[Exercise data]
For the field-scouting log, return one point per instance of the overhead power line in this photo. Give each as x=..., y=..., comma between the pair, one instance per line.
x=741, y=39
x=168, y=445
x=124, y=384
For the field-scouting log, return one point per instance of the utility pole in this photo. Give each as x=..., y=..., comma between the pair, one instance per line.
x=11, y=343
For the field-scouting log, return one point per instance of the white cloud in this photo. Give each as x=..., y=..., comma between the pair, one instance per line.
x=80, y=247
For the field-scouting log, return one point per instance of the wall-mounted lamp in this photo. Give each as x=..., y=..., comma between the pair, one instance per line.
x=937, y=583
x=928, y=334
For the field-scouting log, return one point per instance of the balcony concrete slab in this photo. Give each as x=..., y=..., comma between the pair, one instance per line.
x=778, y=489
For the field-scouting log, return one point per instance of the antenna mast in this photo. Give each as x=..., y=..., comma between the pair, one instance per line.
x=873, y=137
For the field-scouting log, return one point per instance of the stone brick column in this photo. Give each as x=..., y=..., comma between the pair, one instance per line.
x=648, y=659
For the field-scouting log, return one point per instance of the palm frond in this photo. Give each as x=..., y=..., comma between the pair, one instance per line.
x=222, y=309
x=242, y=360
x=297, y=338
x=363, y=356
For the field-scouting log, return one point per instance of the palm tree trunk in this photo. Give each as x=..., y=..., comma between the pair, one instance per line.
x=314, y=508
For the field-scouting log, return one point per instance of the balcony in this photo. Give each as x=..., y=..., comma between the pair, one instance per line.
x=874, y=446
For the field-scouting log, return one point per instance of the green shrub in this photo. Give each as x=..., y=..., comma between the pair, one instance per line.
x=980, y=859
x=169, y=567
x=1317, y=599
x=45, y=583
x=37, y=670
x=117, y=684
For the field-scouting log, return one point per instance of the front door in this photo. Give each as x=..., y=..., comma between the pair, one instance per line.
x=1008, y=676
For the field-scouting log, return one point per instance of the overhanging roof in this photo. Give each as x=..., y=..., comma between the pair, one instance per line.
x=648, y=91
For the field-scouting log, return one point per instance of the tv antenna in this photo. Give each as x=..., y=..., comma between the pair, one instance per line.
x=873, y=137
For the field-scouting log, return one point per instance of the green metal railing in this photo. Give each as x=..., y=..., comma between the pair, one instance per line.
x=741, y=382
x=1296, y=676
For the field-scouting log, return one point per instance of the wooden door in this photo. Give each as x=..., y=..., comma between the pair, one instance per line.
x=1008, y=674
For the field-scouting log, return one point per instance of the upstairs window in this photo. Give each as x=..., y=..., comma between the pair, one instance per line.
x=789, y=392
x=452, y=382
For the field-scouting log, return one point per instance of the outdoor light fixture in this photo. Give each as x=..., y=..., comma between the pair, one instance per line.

[Task item] Type the entries out again so that they match exactly.

[Solution to the exercise]
For the field-scouting log, return one point per instance of the overhead power line in this photo. Give each as x=..., y=..., comma between the pair, one instance per line.
x=741, y=39
x=168, y=445
x=124, y=384
For the field-scouting log, return one point per instance of the utility pole in this photo. Give each as x=..., y=..., comma between the pair, one instance per line.
x=11, y=343
For the field-scouting log, return one point per instance of the white cloud in this photo. Give each as x=..., y=..., comma between the pair, one instance per line.
x=80, y=247
For the field-scouting log, return one point per instance of the wall-mounted lamp in this photo. Give each as x=..., y=..., comma between the pair, one instance per line.
x=937, y=583
x=928, y=334
For the field-scouting log, return one point per instance of the balcony concrete slab in this photo. Give each as x=..., y=..., comma between the pair, one instance per line.
x=778, y=489
For the field-scouting log, return one point per instance of the antenna mast in this photo. Give each as x=..., y=..., comma between the pair, one instance per line.
x=873, y=137
For the field-scouting log, return one point per instance of the stone brick column in this photo. Give each as x=..., y=..., comma between the pair, one instance per line.
x=648, y=659
For the field-scouting log, return one point per instance of the palm frond in this photo. Give each as x=..., y=..., comma between the pair, one instance per line.
x=222, y=309
x=242, y=360
x=297, y=338
x=363, y=356
For the field-scouting log, return one point per instance of the palm tree trunk in this photo. Give each as x=..., y=..., comma between the pair, one instance per line.
x=314, y=508
For the field-scouting log, return one point per instance of the balcony in this photo. Give each as x=..., y=..., comma between the pair, one instance per line.
x=874, y=446
For the field-scouting log, return one point per instance of the green shrub in this photo. Give each as x=..., y=..., comma between the pair, one instance per line.
x=980, y=859
x=169, y=567
x=1317, y=599
x=45, y=583
x=37, y=670
x=117, y=684
For the field-scouting log, return one point per instance of the front door in this photo. Give each as x=..., y=..., comma between the pair, one instance per line.
x=1008, y=676
For the field-scouting log, return one point per instance of the overhanging roof in this photo. Give each as x=..., y=..., comma between the pair, one instance per line.
x=648, y=91
For the field-scouting log, return one point per instance of the tv antenna in this photo. Give each as x=..., y=..., comma between the pair, one instance per line.
x=873, y=137
For the field-scouting log, return one point per instance of the green metal railing in this photo. Give each as x=..., y=..., comma between the pair, one instance per line.
x=741, y=382
x=1296, y=676
For the field-scouting log, return one point per instance of the wooden door in this photo. Give each as x=..., y=..., comma between the pair, one instance per line.
x=1008, y=674
For the field-scouting log, return one point per instance of the upstairs window in this photo. Give each as x=..., y=..., comma between the pair, one instance per line.
x=789, y=392
x=452, y=382
For the field-scouting log, return one point per instance of the outdoor light fixture in this photo. Give each as x=..., y=..., comma between the pair, one instance per line.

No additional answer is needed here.